→ **Given exercise**
Please count how many lines of the listing below contain the string "badge" with case taken into account, and reply with that number alone.

→ **Dataset excerpts**
◇ ◇ ◇ ◇ ◇
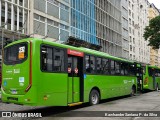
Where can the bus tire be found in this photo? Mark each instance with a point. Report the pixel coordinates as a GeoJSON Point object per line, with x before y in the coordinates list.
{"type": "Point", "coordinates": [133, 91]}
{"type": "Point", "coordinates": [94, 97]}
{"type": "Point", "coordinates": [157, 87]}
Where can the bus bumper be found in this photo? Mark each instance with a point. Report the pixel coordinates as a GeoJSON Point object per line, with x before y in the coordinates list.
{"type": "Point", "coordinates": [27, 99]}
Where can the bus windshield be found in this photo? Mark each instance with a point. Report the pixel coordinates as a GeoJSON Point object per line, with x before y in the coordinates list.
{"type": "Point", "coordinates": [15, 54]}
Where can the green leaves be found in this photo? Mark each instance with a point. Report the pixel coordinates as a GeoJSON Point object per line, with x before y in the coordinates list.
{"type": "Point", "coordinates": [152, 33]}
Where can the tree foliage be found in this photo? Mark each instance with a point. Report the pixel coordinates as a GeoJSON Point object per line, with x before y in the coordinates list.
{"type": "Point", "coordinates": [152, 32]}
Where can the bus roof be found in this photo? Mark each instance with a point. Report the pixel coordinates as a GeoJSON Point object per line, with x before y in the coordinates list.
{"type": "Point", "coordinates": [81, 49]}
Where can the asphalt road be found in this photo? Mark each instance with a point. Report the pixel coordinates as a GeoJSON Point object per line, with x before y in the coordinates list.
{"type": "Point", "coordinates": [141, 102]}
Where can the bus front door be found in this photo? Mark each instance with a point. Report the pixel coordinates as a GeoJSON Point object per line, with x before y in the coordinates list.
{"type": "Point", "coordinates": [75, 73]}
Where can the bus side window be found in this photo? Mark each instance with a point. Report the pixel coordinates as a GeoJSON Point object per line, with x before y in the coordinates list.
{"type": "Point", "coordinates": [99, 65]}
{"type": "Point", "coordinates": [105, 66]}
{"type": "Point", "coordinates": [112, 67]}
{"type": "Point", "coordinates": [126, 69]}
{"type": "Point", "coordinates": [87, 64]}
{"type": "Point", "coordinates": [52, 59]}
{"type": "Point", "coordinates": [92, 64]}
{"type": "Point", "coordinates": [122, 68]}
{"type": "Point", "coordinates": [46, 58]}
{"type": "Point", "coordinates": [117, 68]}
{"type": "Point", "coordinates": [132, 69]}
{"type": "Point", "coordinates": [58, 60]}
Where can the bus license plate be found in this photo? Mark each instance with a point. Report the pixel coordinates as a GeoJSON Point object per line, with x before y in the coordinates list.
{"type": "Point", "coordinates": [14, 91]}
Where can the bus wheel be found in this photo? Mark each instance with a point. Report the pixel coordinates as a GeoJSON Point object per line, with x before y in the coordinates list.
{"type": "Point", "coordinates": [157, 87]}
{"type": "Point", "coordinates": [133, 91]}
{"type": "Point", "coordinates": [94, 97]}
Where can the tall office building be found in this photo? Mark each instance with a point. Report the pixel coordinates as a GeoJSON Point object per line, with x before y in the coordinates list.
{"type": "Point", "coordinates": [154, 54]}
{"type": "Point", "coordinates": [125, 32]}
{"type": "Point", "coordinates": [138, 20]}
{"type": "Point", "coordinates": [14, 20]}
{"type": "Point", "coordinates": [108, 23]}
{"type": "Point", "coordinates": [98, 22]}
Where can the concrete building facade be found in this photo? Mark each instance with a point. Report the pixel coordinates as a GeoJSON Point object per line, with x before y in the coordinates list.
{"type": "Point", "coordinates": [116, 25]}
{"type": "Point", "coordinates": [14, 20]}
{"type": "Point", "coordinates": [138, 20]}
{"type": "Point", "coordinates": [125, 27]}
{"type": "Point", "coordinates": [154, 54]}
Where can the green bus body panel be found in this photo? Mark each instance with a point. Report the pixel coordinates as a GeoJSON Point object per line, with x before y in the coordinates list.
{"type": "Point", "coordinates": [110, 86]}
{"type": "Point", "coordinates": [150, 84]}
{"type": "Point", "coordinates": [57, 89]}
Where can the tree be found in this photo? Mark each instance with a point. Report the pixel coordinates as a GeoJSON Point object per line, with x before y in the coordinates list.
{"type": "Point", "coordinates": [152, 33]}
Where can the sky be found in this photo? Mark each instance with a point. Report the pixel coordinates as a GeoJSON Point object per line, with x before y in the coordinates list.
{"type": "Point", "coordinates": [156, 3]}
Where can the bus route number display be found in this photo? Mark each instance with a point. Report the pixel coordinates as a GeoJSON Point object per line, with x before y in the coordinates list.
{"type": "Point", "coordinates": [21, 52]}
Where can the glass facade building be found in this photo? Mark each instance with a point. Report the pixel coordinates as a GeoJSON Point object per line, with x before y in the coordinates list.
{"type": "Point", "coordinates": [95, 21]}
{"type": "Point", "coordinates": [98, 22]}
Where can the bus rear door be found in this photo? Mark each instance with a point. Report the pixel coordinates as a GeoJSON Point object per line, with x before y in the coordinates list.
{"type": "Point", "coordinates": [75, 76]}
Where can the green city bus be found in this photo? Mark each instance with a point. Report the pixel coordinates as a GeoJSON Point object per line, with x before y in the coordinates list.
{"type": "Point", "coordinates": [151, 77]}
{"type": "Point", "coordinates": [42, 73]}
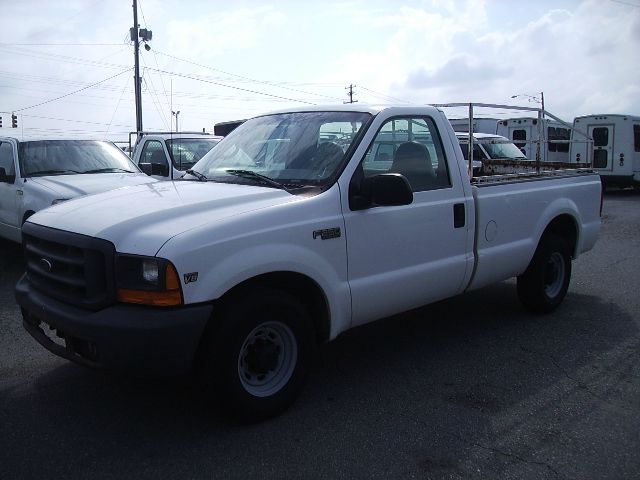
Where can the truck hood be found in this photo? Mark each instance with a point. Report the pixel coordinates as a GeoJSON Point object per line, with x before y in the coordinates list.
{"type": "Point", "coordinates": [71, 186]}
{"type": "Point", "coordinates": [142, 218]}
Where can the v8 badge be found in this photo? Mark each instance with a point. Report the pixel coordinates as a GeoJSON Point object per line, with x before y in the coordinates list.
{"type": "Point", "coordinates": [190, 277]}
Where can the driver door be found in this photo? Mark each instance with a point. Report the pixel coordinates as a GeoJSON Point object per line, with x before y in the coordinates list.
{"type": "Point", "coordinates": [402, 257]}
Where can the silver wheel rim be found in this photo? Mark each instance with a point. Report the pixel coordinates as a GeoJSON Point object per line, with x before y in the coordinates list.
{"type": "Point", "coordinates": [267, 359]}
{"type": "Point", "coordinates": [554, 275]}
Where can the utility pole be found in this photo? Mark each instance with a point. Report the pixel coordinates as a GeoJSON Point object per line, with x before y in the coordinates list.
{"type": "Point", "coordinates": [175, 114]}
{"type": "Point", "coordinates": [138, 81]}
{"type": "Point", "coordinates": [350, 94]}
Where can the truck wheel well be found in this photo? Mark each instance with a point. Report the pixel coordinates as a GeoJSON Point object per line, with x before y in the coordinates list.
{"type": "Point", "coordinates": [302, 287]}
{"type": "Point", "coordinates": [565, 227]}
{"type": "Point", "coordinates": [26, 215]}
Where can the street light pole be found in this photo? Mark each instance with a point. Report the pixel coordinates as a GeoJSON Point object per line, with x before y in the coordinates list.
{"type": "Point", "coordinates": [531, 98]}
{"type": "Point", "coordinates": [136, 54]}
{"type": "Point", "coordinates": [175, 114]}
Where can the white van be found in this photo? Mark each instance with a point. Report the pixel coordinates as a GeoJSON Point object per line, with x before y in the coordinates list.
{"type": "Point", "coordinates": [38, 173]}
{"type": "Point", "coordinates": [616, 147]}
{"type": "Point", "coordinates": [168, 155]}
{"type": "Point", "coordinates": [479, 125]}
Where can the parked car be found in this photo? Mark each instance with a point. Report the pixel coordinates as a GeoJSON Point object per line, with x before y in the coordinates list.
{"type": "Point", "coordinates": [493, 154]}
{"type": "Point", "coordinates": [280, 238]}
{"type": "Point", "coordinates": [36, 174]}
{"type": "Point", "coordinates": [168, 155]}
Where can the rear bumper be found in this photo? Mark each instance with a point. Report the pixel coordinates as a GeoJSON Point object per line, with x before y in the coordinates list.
◇ ◇ ◇ ◇ ◇
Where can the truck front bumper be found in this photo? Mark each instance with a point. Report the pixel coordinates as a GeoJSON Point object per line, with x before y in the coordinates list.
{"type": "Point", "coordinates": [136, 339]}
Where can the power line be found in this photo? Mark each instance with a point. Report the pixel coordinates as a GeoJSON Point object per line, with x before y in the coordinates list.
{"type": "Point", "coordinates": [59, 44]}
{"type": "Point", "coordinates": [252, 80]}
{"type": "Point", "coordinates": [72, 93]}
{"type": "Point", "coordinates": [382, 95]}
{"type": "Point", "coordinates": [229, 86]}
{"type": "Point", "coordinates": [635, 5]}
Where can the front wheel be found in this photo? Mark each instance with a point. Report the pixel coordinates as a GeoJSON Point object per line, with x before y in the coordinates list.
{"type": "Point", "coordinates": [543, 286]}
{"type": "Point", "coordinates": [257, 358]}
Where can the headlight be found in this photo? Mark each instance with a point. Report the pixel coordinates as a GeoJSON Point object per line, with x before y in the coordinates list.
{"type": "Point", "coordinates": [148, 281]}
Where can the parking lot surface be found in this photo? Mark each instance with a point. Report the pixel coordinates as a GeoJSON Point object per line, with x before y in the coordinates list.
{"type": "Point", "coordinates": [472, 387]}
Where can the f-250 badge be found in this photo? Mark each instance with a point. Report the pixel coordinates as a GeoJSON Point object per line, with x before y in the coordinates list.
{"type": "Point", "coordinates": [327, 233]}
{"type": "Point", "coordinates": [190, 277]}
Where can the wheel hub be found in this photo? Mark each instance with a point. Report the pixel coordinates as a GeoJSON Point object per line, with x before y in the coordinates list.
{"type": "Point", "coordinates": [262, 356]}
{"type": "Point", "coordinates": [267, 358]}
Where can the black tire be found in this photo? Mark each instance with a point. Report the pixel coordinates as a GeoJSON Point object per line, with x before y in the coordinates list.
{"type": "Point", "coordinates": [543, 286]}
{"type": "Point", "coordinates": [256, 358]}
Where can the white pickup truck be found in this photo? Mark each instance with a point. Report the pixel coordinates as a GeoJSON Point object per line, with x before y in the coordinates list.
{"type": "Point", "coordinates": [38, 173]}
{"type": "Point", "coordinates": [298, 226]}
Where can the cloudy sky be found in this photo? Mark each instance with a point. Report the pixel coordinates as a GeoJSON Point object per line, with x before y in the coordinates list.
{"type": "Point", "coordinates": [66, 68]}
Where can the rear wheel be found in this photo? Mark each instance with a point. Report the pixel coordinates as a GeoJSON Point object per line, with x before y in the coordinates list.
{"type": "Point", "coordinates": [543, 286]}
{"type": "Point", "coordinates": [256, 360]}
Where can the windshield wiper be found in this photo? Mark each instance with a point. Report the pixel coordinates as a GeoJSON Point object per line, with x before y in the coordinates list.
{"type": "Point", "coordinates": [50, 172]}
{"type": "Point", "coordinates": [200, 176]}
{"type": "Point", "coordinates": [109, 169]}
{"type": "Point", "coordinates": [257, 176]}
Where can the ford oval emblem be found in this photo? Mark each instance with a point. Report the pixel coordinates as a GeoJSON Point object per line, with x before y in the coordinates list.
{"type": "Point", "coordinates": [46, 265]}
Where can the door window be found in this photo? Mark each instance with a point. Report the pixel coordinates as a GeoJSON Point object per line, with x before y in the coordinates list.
◇ ◇ ◇ ◇ ◇
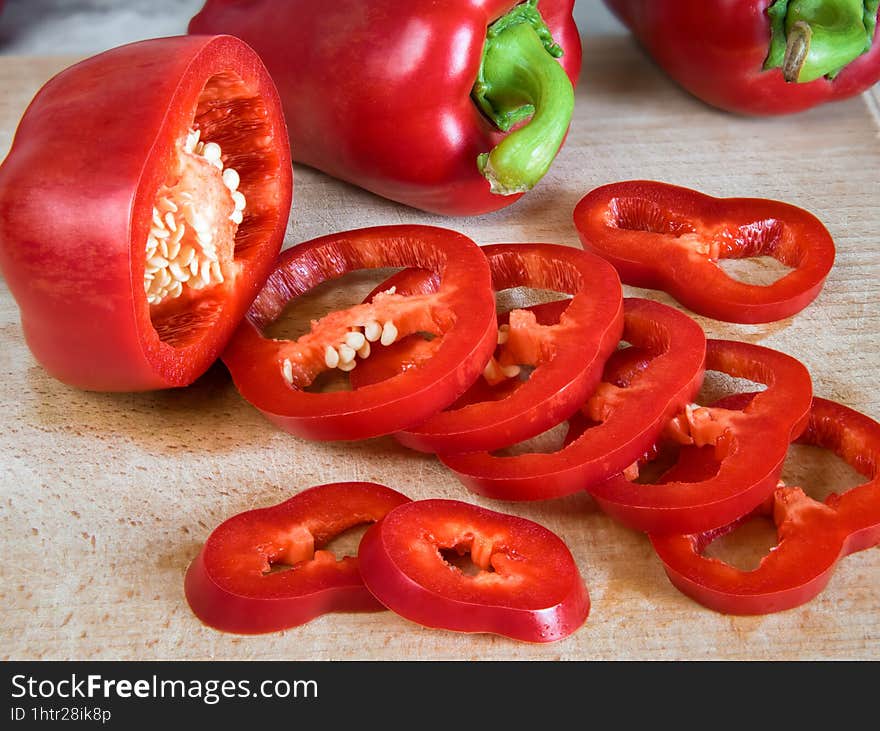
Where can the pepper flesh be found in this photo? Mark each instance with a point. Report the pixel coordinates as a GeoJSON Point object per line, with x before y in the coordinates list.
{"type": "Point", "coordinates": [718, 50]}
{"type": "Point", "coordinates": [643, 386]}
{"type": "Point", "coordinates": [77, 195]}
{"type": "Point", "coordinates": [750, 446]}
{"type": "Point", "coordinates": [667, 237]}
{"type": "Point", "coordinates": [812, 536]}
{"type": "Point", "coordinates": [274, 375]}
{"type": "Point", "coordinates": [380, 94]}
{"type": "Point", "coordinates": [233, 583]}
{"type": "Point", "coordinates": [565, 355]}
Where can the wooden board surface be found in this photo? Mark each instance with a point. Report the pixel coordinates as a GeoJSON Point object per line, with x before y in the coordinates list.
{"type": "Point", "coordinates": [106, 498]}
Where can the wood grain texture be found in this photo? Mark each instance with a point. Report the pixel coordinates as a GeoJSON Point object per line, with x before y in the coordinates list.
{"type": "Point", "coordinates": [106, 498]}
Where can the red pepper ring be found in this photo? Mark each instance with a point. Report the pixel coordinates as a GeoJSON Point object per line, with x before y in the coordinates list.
◇ ◇ ◇ ◇ ◇
→ **Output below**
2